● **Exercise materials**:
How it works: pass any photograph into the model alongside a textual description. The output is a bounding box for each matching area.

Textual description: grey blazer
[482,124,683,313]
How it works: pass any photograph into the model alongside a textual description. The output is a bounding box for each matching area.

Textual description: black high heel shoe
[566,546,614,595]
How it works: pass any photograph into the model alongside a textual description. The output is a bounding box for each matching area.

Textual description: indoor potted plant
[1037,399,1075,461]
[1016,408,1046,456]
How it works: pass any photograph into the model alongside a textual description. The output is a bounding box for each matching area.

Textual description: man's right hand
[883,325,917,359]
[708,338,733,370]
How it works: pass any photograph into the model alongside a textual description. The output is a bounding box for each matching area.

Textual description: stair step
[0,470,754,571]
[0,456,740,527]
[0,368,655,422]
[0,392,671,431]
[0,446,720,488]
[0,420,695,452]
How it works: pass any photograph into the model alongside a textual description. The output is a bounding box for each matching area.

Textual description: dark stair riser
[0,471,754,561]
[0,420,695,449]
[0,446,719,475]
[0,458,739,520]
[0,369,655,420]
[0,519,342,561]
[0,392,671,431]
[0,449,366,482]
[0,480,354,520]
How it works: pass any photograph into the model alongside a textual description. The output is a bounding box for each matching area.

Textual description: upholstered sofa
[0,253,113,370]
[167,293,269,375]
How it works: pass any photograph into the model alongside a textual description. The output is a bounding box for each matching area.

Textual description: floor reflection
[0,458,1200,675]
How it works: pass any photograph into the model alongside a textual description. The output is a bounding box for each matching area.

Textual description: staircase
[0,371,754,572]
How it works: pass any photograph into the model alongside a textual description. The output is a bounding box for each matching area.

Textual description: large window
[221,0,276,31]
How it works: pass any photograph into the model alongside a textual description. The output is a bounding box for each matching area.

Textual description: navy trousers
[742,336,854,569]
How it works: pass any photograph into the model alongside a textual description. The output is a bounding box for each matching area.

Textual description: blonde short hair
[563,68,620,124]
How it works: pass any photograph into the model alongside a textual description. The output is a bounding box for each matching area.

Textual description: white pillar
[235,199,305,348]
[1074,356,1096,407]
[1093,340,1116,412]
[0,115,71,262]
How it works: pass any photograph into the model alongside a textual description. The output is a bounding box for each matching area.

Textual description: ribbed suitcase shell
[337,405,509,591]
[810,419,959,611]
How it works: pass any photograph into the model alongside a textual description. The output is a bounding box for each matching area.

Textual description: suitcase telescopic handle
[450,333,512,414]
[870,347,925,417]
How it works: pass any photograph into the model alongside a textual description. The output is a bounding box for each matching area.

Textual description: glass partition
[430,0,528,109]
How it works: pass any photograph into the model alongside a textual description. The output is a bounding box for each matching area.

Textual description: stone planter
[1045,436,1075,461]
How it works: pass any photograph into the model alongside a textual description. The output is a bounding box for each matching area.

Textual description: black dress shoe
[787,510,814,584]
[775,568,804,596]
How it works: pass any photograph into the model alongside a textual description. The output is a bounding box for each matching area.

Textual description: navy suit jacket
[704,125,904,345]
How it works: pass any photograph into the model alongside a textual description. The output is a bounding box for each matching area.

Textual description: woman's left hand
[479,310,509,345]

● **Problem statement**: Arrange the lines above as a numbered list, leaving out the blank lines.

● **Written solution**:
1. How it works: pass any photograph into the model alongside a textual description. The output is a bounding box for each matching area.
2. Textual description: grey blazer
3. [482,124,683,313]
4. How it works: pass any photograph into the model alongside a textual description. The output is a bounding box for each matching area.
5. Textual description: black high heel shoe
6. [566,546,614,595]
7. How it works: pass any photograph into the model alongside a textual description. The output is a bounding box for each matching area.
8. Textual description: indoor potted plant
9. [1037,399,1075,461]
10. [1016,408,1046,456]
11. How it works: pass any photograph into the model alongside a textual description. The output is a bounding box for each matching area.
12. Textual description: man's right hand
13. [883,325,917,359]
14. [708,338,733,370]
15. How it works: pass any photograph into the model alongside a textual description. The output is a bounding box for each matching area.
16. Textual description: stair step
17. [0,470,754,571]
18. [0,456,740,527]
19. [0,368,655,422]
20. [0,392,671,431]
21. [0,446,720,488]
22. [0,420,695,452]
23. How it works: pass any photograph into the model alongside a textual description. The output is a bounding box for each matching area.
24. Textual description: dark stair riser
25. [0,471,754,561]
26. [0,420,695,449]
27. [0,446,719,475]
28. [0,458,739,520]
29. [0,369,655,420]
30. [0,519,342,561]
31. [0,392,671,431]
32. [0,449,366,482]
33. [0,480,354,520]
34. How it works: pass any photograph into the model alongside a textual description. The output is a bounding box for each matching area.
35. Textual description: upholstered sofa
36. [0,253,113,370]
37. [167,293,269,375]
38. How it works: pass any photograph into the model alongside a textual description. The output is a bounding box for each matching area.
39. Textual description: floor reflection
40. [0,458,1200,675]
41. How it works: pass any photograph into the model alongside a textual description. The output is a bounding box for each matching area.
42. Textual description: staircase
43. [0,371,754,572]
44. How it works: pass any photograph into the model alongside a textual description. The output is a bounding box for each matching area.
45. Textual description: large window
46. [221,0,276,31]
47. How it works: pass any photograph into the model alongside a textual description. The output is a bounding box for each matching area.
48. Textual description: navy trousers
49. [742,336,854,569]
50. How it works: pass any photograph into the model alongside a textual description. The output is a bounding box for each matching area.
51. Textual description: blonde short hair
52. [563,68,620,124]
53. How it works: pass any photograph into the model alongside a textual description. The output is a bounding box for each matching area.
54. Textual description: white pillar
55. [235,199,305,348]
56. [1074,356,1096,407]
57. [1093,340,1116,412]
58. [0,115,71,262]
59. How it works: pass any photograph into the model alongside a textual description. The output is a bounding box for each matching area.
60. Textual description: ribbed suitcase shell
61. [337,405,509,591]
62. [810,419,959,611]
63. How it works: pass any photograph into the model alongside a textual description. The output is a bounding box for each matching area.
64. Textual description: suitcase telescopic handle
65. [450,333,512,414]
66. [870,347,925,417]
67. How it works: pass any photograph into the model alongside a textual description. The output is a bounding box for each matching area.
68. Textual description: glass partition
69. [430,0,528,109]
70. How it works: pass any photograph into the model alongside a textual description. The output is a bounding box for each matching area.
71. Textual description: stone planter
72. [1045,436,1075,461]
73. How it works: pass any photograph into the model alongside a textual description. The output is a bounding box for each matching area.
74. Textual description: black dress shoe
75. [787,510,814,584]
76. [775,568,804,596]
77. How it works: pass any photograph into the model alongside a textual description. The output is a bounding box for each matching area.
78. Textual description: navy suit jacket
79. [704,125,904,345]
80. How it works: pass any photograph into the model alongside a textual description. The output is a bounding box for each matching area.
81. Textual description: woman's left hand
82. [479,310,509,345]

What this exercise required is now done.